**What you have to do:** Extract all of the rows below word for word, leaving the pictures out of your answer.

------ Exercise input

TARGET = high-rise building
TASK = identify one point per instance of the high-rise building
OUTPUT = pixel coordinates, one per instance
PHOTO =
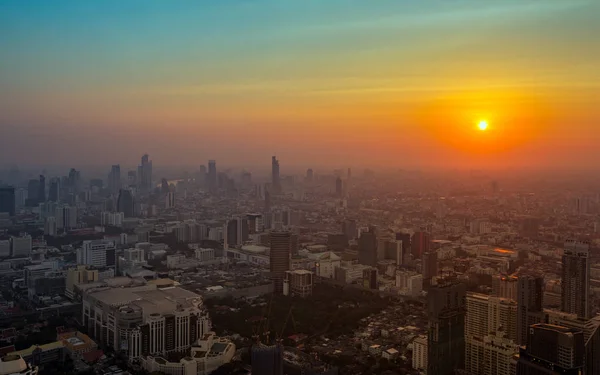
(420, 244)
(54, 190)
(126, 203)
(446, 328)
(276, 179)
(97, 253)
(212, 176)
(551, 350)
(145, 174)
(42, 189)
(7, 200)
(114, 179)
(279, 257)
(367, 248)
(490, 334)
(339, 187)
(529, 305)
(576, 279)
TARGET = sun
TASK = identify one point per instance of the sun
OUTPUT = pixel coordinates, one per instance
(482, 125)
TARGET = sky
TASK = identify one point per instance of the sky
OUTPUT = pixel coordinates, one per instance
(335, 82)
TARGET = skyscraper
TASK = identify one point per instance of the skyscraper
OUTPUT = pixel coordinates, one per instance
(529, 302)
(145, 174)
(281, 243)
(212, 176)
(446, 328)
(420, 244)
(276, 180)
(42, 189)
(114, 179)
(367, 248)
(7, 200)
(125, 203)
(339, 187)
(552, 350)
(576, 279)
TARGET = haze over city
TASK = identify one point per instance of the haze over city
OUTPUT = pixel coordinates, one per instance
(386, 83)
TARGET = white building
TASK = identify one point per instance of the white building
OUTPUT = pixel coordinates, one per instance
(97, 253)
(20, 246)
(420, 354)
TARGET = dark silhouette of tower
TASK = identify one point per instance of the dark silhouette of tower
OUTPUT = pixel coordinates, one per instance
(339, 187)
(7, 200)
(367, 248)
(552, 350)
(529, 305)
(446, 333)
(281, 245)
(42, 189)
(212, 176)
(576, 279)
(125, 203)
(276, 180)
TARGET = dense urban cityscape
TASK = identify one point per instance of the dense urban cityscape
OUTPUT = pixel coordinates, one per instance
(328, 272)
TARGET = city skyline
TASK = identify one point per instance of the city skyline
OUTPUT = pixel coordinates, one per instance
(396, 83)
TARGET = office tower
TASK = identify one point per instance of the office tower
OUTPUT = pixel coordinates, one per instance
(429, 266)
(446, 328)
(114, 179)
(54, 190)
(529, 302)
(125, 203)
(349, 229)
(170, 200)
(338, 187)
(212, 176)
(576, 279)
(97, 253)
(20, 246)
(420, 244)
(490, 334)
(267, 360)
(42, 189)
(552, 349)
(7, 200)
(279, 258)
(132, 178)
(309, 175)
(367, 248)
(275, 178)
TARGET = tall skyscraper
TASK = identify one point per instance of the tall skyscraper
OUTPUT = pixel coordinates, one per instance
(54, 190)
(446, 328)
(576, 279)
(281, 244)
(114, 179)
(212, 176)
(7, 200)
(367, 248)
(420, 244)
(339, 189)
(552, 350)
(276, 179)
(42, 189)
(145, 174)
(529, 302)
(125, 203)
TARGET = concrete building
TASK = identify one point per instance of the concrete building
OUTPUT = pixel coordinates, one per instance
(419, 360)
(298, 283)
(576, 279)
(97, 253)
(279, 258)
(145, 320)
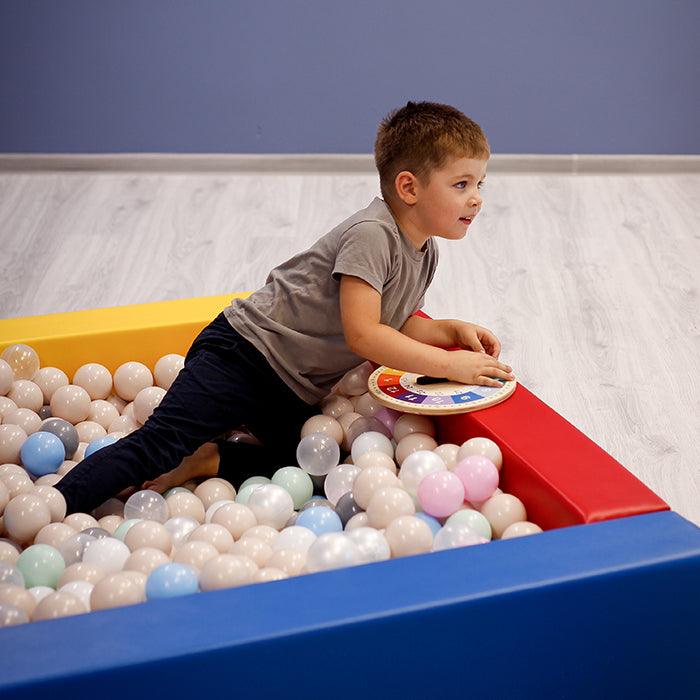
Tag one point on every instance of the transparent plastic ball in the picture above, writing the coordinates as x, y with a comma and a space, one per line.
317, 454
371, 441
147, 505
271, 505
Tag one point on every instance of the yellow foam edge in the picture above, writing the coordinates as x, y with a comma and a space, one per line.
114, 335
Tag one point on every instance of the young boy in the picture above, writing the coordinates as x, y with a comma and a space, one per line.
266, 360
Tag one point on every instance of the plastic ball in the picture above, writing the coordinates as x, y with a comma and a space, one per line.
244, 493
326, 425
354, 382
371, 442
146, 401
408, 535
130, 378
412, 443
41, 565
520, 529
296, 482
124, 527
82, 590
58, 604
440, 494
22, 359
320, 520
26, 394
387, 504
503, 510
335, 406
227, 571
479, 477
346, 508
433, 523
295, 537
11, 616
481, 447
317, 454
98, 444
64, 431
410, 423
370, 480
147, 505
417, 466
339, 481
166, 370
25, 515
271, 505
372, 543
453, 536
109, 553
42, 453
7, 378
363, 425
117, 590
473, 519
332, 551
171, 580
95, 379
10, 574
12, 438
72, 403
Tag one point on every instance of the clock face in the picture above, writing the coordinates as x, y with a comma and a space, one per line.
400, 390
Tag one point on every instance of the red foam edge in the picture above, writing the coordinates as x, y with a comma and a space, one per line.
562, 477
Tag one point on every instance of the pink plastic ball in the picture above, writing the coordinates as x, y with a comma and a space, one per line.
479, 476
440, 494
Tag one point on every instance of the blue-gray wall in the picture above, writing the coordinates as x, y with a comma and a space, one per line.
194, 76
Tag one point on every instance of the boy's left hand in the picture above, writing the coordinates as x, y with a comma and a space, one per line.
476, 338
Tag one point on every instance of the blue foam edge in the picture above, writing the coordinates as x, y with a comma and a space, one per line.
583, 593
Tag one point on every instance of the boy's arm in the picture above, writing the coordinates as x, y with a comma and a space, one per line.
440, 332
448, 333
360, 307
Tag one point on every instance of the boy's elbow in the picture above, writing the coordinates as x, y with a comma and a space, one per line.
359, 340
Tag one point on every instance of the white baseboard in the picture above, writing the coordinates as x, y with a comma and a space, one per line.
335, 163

------------

**Task response:**
TARGET = high-rise building
TASK = identify one point per instance of the high-rise building
OUTPUT = pixel coordinates, one per instance
PHOTO =
(420, 244)
(54, 190)
(126, 203)
(446, 328)
(276, 179)
(97, 253)
(212, 176)
(551, 350)
(145, 174)
(42, 189)
(7, 200)
(114, 179)
(279, 257)
(367, 248)
(490, 334)
(339, 187)
(529, 305)
(576, 279)
TARGET = sun
TASK = identify one point per instance of the sun
OUTPUT = pixel coordinates, one per instance
(482, 125)
TARGET = sky
TASK = identify one point per instance of the sky
OUTPUT = pixel coordinates, one per instance
(335, 82)
TARGET = skyscraper
TASK = identify one point per instance of the skyscraper
OUTPUT = pixel coordinates, one per instance
(529, 302)
(145, 174)
(281, 243)
(212, 176)
(446, 328)
(420, 244)
(276, 180)
(42, 189)
(114, 179)
(367, 248)
(7, 200)
(125, 203)
(339, 187)
(552, 350)
(576, 279)
TARGET = haze over city
TASK = identify one point per instance of the haze over city
OUTPUT = pixel coordinates, one per instance
(386, 83)
TARGET = white building
TASK = identify one point per instance of the white building
OUTPUT = pixel coordinates, one per instance
(97, 253)
(20, 246)
(420, 354)
TARGET = dark silhouette of tower
TASK = identify one point per instance of the dark silhouette of tower
OUTPUT = pixel coordinates, one per instance
(339, 187)
(7, 200)
(367, 248)
(552, 350)
(529, 305)
(446, 333)
(281, 245)
(42, 189)
(212, 176)
(576, 279)
(125, 203)
(276, 180)
TARGET = dense urban cityscape
TASK = identify one point per instance of the dense urban cityscape
OUTPUT = pixel coordinates, one per instance
(328, 272)
TARGET = city skyline
TASK = identify one point per instance of the city skyline
OUTPUT = pixel coordinates, one per instance
(396, 83)
TARGET = office tower
TASK = identify one point per instance of the office tower
OUTPUT = pixel coordinates, one per instance
(429, 266)
(446, 328)
(114, 179)
(54, 190)
(529, 302)
(125, 203)
(349, 229)
(170, 200)
(338, 187)
(212, 176)
(576, 279)
(97, 253)
(20, 246)
(420, 244)
(490, 334)
(267, 360)
(42, 189)
(552, 349)
(7, 200)
(279, 258)
(132, 178)
(309, 175)
(367, 248)
(275, 178)
TARGET = tall skyscraper
TASK = identify one point per instance of the tall skyscraper
OUTPUT = pixel coordinates, one per instance
(54, 190)
(446, 328)
(576, 279)
(281, 244)
(114, 179)
(212, 176)
(7, 200)
(367, 248)
(420, 244)
(339, 189)
(552, 350)
(276, 179)
(42, 189)
(145, 174)
(529, 302)
(125, 203)
TARGET = concrete building
TASK = identify one point per instance of the concrete building
OUTPUT = pixel coordinates, one per instance
(419, 360)
(298, 283)
(576, 279)
(97, 253)
(279, 258)
(145, 320)
Tag one point on every instance of the transparent plastic ball in the picture above, writing the coordinates as x, y with a comma and a space, one per line.
317, 454
371, 441
147, 505
271, 505
Tag one point on every instance of the yellow foam edge in the picture above, writing the coordinates as x, y with a comma and a space, one per line.
114, 335
Tag one point on every instance of the young boy in the picture above, writing the coordinates as x, y with a comma and a space, one per line.
266, 360
Tag one point on every instance of the plastic ball in the picture above, writing the coordinates as x, y with a comma and a space, one per line.
244, 493
326, 425
354, 382
371, 442
146, 401
408, 535
130, 378
412, 443
41, 565
520, 529
296, 482
124, 527
82, 590
58, 604
440, 494
22, 359
320, 520
26, 394
387, 504
503, 510
335, 406
227, 571
479, 477
346, 508
433, 523
295, 537
11, 616
481, 447
317, 454
98, 444
64, 431
410, 423
370, 480
147, 505
417, 466
339, 481
166, 370
25, 515
271, 505
372, 543
453, 536
109, 553
42, 453
7, 378
363, 425
117, 590
473, 519
332, 551
171, 580
95, 379
10, 574
12, 438
72, 403
Tag one point on every instance of the clock face in the picture above, writing the coordinates as x, y with a comma and a space, one per line.
400, 390
Tag one point on every instance of the red foam edge in the picture above, writing the coordinates as x, y with a comma and a space, one per line.
562, 477
Tag one point on every instance of the pink plastic ball in the picture above, writing the coordinates as x, y with a comma and a space, one per line.
479, 476
440, 494
Tag one point on every instance of the blue-gray wall in the picture above, writing the coordinates as x, y with a comma and a space, one per line.
194, 76
Tag one point on every instance of the boy's left hand in the picture above, writing the coordinates as x, y with a comma and a space, one per line.
476, 338
Tag one point on every instance of the blue foam edge in the picture above, writing the coordinates as x, y with a comma and a space, one per line.
583, 593
Tag one point on every instance of the boy's arm in the picture above, writing the coordinates as x, y with a comma and a space, one per line.
440, 332
448, 333
360, 307
Tag one point on every instance of the boy's elbow in the picture above, writing the coordinates as x, y with a comma and a space, one per line.
359, 340
Tag one point on every instance of the white baseboard in the picture above, writing the coordinates as x, y with a comma and a space, one per line.
335, 163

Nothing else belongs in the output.